*The input:*
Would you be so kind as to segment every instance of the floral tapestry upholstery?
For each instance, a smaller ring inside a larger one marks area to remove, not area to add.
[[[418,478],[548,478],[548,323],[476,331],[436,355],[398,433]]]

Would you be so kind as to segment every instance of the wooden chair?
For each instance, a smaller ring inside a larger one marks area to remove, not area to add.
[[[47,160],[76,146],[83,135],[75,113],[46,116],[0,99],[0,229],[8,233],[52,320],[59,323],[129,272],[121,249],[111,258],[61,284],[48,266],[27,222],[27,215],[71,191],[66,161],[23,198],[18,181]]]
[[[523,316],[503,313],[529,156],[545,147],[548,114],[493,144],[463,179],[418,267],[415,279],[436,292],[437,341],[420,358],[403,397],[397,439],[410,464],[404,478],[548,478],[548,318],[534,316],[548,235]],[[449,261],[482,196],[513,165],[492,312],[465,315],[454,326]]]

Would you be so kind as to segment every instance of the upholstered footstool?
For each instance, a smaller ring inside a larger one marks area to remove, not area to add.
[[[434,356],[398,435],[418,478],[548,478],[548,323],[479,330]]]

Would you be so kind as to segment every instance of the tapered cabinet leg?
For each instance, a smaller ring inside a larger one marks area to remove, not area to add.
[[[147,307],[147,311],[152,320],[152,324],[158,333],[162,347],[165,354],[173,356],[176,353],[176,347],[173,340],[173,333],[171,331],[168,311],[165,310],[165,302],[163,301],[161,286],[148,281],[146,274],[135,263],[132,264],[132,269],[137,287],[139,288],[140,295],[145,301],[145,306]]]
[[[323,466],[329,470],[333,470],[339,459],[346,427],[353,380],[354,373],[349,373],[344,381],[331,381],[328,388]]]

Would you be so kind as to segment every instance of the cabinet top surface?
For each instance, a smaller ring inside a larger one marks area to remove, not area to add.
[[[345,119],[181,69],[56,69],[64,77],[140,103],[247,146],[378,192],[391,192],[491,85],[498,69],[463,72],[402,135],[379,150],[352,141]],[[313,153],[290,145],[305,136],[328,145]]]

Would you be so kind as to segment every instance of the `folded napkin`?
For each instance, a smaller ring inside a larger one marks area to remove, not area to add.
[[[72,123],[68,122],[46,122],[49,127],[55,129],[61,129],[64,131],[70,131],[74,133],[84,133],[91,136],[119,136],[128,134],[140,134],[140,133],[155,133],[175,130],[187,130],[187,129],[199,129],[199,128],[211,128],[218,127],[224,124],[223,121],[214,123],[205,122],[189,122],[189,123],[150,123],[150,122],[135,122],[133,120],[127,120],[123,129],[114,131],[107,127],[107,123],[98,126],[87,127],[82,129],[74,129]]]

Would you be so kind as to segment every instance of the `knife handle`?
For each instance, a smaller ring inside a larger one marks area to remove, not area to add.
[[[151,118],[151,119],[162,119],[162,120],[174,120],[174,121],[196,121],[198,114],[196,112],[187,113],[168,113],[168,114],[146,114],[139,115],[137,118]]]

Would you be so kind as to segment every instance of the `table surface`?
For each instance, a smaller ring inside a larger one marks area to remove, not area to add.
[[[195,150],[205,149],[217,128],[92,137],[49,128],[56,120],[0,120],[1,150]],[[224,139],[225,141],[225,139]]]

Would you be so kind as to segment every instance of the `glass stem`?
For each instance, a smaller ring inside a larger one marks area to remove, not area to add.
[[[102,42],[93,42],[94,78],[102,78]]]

*Exercise description:* Collect every line above that contains the word "segment", and copy each one in full.

*Exercise answer:*
Would you be so kind as to segment every instance of the floral tapestry upholstery?
Would you be so kind as to segment every instance of the wooden chair?
Would you be so kind as to segment every instance of the upholstered footstool?
Would you be so kind as to segment every instance of the tapered cabinet leg?
Would you be so kind as to segment every instance of the cabinet top surface?
Would you be so kind as to segment every instance of the `folded napkin`?
Would you be so kind as to segment every instance of the `knife handle`?
Would you be so kind as to segment every instance of the `table surface`?
Would you be so kind as to segment every instance of the `glass stem`?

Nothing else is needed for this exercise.